TASK TO COMPLETE
Reproduce every entry below verbatim, line for line.

>> Begin SUPPLIED DATA

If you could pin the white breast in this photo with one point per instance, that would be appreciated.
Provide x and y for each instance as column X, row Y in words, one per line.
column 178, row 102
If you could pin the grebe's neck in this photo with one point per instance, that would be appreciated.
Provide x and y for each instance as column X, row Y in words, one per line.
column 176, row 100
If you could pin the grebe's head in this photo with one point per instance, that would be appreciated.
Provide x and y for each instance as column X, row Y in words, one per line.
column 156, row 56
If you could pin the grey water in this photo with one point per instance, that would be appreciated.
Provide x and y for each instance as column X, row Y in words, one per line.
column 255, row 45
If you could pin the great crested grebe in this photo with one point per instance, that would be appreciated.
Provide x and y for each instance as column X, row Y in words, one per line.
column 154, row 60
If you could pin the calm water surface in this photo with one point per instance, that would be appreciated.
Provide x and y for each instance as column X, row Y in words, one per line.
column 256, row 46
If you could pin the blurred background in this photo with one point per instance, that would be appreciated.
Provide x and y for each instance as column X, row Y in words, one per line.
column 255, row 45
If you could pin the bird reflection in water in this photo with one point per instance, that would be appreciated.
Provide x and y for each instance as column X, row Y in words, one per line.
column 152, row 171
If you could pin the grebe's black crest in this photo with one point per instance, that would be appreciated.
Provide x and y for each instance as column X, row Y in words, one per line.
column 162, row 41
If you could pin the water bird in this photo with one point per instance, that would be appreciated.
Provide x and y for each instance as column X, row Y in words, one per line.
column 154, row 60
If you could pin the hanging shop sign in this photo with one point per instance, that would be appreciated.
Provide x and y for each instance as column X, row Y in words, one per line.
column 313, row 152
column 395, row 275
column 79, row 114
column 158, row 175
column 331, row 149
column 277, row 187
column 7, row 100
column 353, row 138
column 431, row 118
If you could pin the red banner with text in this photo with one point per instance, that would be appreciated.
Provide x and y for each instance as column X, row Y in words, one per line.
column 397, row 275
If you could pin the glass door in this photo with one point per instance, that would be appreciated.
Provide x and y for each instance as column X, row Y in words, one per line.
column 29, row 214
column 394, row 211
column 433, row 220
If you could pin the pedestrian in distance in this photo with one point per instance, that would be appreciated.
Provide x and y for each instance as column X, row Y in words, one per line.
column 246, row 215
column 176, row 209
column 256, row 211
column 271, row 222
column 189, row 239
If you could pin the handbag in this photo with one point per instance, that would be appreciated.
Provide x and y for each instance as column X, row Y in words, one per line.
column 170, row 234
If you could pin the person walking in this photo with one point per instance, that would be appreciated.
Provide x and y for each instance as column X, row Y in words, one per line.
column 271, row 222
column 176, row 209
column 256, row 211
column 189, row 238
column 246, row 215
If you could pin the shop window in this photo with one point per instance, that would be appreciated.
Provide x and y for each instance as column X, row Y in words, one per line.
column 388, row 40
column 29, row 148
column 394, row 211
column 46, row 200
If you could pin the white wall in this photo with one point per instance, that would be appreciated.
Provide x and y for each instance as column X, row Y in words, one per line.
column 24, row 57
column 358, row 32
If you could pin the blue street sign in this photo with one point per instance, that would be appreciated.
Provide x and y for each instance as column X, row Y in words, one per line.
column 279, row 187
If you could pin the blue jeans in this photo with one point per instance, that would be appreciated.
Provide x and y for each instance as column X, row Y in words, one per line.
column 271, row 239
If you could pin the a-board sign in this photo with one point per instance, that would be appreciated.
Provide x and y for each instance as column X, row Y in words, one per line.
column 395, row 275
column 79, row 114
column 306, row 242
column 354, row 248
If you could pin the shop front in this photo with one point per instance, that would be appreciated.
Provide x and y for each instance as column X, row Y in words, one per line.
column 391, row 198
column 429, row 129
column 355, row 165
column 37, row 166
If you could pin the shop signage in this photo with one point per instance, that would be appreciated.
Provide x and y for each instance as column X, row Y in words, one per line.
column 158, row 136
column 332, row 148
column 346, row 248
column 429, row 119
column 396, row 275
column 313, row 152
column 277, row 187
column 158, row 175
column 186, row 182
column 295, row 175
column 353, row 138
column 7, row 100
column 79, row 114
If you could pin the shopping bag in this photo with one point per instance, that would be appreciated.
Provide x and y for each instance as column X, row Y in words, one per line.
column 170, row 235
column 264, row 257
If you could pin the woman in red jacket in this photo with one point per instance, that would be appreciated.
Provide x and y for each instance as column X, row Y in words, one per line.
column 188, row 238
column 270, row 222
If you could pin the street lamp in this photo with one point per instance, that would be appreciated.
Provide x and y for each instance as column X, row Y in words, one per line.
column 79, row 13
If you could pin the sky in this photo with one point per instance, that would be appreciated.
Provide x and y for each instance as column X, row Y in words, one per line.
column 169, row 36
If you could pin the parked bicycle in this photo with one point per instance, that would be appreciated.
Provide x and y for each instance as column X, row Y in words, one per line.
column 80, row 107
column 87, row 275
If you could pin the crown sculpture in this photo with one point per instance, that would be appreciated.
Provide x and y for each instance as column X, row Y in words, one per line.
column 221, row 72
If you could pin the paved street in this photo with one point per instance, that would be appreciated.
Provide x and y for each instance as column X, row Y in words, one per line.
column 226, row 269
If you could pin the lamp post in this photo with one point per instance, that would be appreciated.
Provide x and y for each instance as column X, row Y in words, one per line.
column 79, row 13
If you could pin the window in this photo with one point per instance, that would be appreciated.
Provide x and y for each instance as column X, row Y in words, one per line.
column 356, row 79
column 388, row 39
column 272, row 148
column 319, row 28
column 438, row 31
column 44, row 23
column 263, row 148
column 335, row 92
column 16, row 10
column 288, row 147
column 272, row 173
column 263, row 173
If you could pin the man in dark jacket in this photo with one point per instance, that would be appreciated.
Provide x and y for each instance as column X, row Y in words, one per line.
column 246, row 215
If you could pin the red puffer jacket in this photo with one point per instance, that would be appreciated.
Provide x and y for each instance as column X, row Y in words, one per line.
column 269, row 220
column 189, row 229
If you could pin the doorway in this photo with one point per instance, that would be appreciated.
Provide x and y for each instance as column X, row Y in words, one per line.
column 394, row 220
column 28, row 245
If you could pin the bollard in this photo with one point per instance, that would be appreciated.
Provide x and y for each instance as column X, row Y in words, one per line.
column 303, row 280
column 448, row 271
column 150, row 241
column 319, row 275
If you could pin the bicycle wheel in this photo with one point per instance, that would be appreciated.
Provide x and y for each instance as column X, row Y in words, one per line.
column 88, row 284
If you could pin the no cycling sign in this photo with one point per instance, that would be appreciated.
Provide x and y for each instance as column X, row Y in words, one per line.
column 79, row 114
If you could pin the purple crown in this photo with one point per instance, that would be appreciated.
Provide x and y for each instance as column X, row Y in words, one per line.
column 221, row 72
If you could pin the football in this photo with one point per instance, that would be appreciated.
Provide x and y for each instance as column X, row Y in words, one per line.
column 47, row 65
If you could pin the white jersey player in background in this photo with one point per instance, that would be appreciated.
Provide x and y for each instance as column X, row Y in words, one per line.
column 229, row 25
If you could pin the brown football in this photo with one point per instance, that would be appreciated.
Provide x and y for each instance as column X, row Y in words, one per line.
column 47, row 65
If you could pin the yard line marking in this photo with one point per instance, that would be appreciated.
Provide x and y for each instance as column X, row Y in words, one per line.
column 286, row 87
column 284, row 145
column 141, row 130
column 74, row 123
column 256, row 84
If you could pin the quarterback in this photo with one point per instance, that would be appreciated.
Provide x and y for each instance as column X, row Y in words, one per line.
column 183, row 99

>> End SUPPLIED DATA

COMPLETE ANSWER
If you could pin the white breast in this photo with one point per instance, that would be appreciated.
Provide x and y for each instance as column X, row Y in words, one per line.
column 178, row 102
If you could pin the grebe's neck in this photo with one point per instance, that would be appreciated.
Provide x and y for each instance as column X, row Y in words, one per line.
column 176, row 100
If you could pin the grebe's head in this photo with one point per instance, that would be appreciated.
Provide x and y for each instance as column X, row Y in words, one per line.
column 156, row 56
If you could pin the grey water in this photo with one point per instance, that would be appreciated.
Provide x and y for each instance as column X, row Y in words, one per line.
column 255, row 45
If you could pin the great crested grebe in this photo with one point per instance, that would be appreciated.
Provide x and y for each instance as column X, row Y in words, one per line.
column 154, row 60
If you could pin the calm water surface in this photo with one point per instance, that would be appreciated.
Provide x and y for each instance as column X, row Y in words, one per line.
column 256, row 46
If you could pin the blurred background in this photo with one point per instance, that would be appreciated.
Provide x and y for each instance as column X, row Y in words, one per line.
column 255, row 45
If you could pin the bird reflection in water in this photo with one point per instance, that would be appreciated.
Provide x and y for each instance as column X, row Y in words, one per line.
column 152, row 171
If you could pin the grebe's black crest in this photo with one point per instance, that would be appreciated.
Provide x and y for each instance as column X, row Y in words, one per line.
column 162, row 41
If you could pin the water bird in this photo with one point per instance, that would be appreciated.
Provide x and y for each instance as column X, row Y in words, one per line.
column 154, row 60
If you could pin the hanging shop sign in this photo with one point per instance, that would be appreciated.
Provide x and y for each instance as column X, row Y in words, one per line.
column 313, row 152
column 395, row 275
column 79, row 114
column 158, row 175
column 331, row 149
column 277, row 187
column 7, row 100
column 353, row 138
column 431, row 118
If you could pin the red banner with text in this photo with one point per instance, that would be appreciated.
Provide x and y for each instance as column X, row Y in words, one per line.
column 397, row 275
If you could pin the glass door in this photo with one point per instance, that would be appreciated.
Provide x and y for each instance as column X, row Y in words, one per line.
column 29, row 214
column 394, row 211
column 433, row 220
If you could pin the pedestrian in distance in this photo with one point per instance, that would be appreciated.
Provide x and y for each instance as column X, row Y in words, one per line.
column 246, row 215
column 176, row 209
column 256, row 211
column 271, row 222
column 189, row 239
If you could pin the handbag in this photo with one point per instance, that would be appreciated.
Provide x and y for each instance as column X, row Y in words, one per line.
column 170, row 234
If you could pin the person walking in this photo with one point per instance, that would be appreciated.
Provide x and y for each instance as column X, row Y in words, one per line.
column 271, row 222
column 176, row 209
column 256, row 211
column 189, row 238
column 246, row 215
If you could pin the shop window in this photo with one point per instance, that would be appreciated.
Provide x and y for each instance as column X, row Y in words, one per line.
column 388, row 40
column 29, row 148
column 394, row 211
column 46, row 200
If you could pin the white wall in this photo with one point per instance, that would be appreciated.
Provide x and y for each instance as column X, row Y in words, one per line.
column 24, row 57
column 358, row 32
If you could pin the blue street sign in this photo with one point per instance, that would be appreciated.
Provide x and y for each instance as column X, row Y in words, one per line.
column 279, row 187
If you could pin the blue jeans in this photo with one point per instance, that would be appreciated.
Provide x and y for each instance as column X, row Y in words, one per line.
column 271, row 239
If you could pin the a-board sign in this photo with one point per instance, that would be appreciated.
Provide x and y for each instance as column X, row Y in words, one per line.
column 395, row 275
column 79, row 114
column 306, row 242
column 354, row 248
If you could pin the shop front in this photo with one point per instance, that would be appreciated.
Provide x and y for each instance as column X, row Y in words, one per line.
column 391, row 198
column 429, row 129
column 355, row 165
column 37, row 166
If you could pin the shop signage in this photo with one point per instance, that would be appreciated.
Provide x and y for each instance as column X, row Y in words, one per line.
column 158, row 136
column 332, row 148
column 346, row 248
column 429, row 119
column 396, row 275
column 313, row 152
column 277, row 187
column 158, row 175
column 186, row 182
column 295, row 175
column 353, row 138
column 7, row 100
column 79, row 114
If you could pin the shopping bag in this photo with one point per instance, that would be appreciated.
Provide x and y for each instance as column X, row Y in words, one per line.
column 170, row 235
column 264, row 257
If you could pin the woman in red jacket in this photo with one point per instance, that would be appreciated.
Provide x and y for each instance as column X, row Y in words, one per line.
column 188, row 238
column 270, row 222
If you could pin the street lamp in this photo with one point per instance, that would be appreciated.
Provide x and y for each instance as column X, row Y in words, one per line.
column 79, row 13
If you could pin the sky in this photo with one point per instance, that would be appreciated.
Provide x and y for each instance as column X, row Y in words, one per line.
column 169, row 36
If you could pin the parked bicycle in this photo with one point per instance, that would be appreciated.
Provide x and y for each instance as column X, row Y in words, one per line.
column 80, row 107
column 87, row 275
If you could pin the crown sculpture in this photo with one point per instance, that would be appreciated.
Provide x and y for each instance as column X, row Y in words, one per line.
column 221, row 72
If you could pin the paved street in this photo with one point per instance, that would be appreciated.
Provide x and y for each instance as column X, row Y in words, one per line.
column 226, row 269
If you could pin the lamp post in this photo with one point per instance, that would be appreciated.
Provide x and y for each instance as column X, row Y in words, one per line.
column 79, row 13
If you could pin the window in this photo with one point per instance, that would be appreciated.
Provide x and y for each instance as column X, row Y in words, one per line.
column 356, row 79
column 388, row 39
column 272, row 148
column 319, row 28
column 438, row 31
column 44, row 23
column 263, row 148
column 335, row 92
column 16, row 10
column 288, row 147
column 272, row 173
column 263, row 173
If you could pin the man in dark jacket in this photo with one point per instance, that would be appreciated.
Provide x and y for each instance as column X, row Y in words, one per line.
column 246, row 215
If you could pin the red puffer jacket in this photo with one point per instance, that would be appreciated.
Provide x and y for each instance as column X, row Y in words, one per line.
column 269, row 220
column 189, row 229
If you could pin the doorway in this photo with one point per instance, that would be appreciated.
Provide x and y for each instance as column X, row Y in words, one per line.
column 394, row 220
column 28, row 245
If you could pin the bollard in this photo with one point per instance, that would be appreciated.
Provide x and y for each instance as column X, row Y in words, one per line.
column 303, row 280
column 448, row 271
column 150, row 241
column 319, row 275
If you could pin the bicycle wheel in this photo with one point per instance, that would be appreciated.
Provide x and y for each instance as column X, row Y in words, one per line.
column 88, row 284
If you could pin the no cycling sign in this photo with one point per instance, that would be appreciated.
Provide x and y for each instance as column X, row Y in words, one per line.
column 79, row 114
If you could pin the purple crown in this photo with one point per instance, that would be appreciated.
Provide x and y for each instance as column X, row Y in words, one per line.
column 221, row 72
If you could pin the football in this photo with one point per instance, that would be appreciated.
Provide x and y for each instance as column X, row Y in words, one per line.
column 47, row 65
If you could pin the white jersey player in background in this photo with one point per instance, that would be appreciated.
Provide x and y for each instance as column X, row Y in words, one per line.
column 229, row 25
If you could pin the brown football in this photo with one point per instance, that would be appreciated.
Provide x and y for each instance as column X, row Y in words, one per line.
column 47, row 65
If you could pin the yard line marking in this photo with one point per instance, that would be appreciated.
Provide x and y for each instance as column X, row Y in words, one per line.
column 286, row 87
column 284, row 145
column 141, row 130
column 74, row 123
column 256, row 84
If you could pin the quarterback in this photo with one point per instance, that would be appreciated.
Provide x and y for each instance as column X, row Y in words, one per line.
column 183, row 99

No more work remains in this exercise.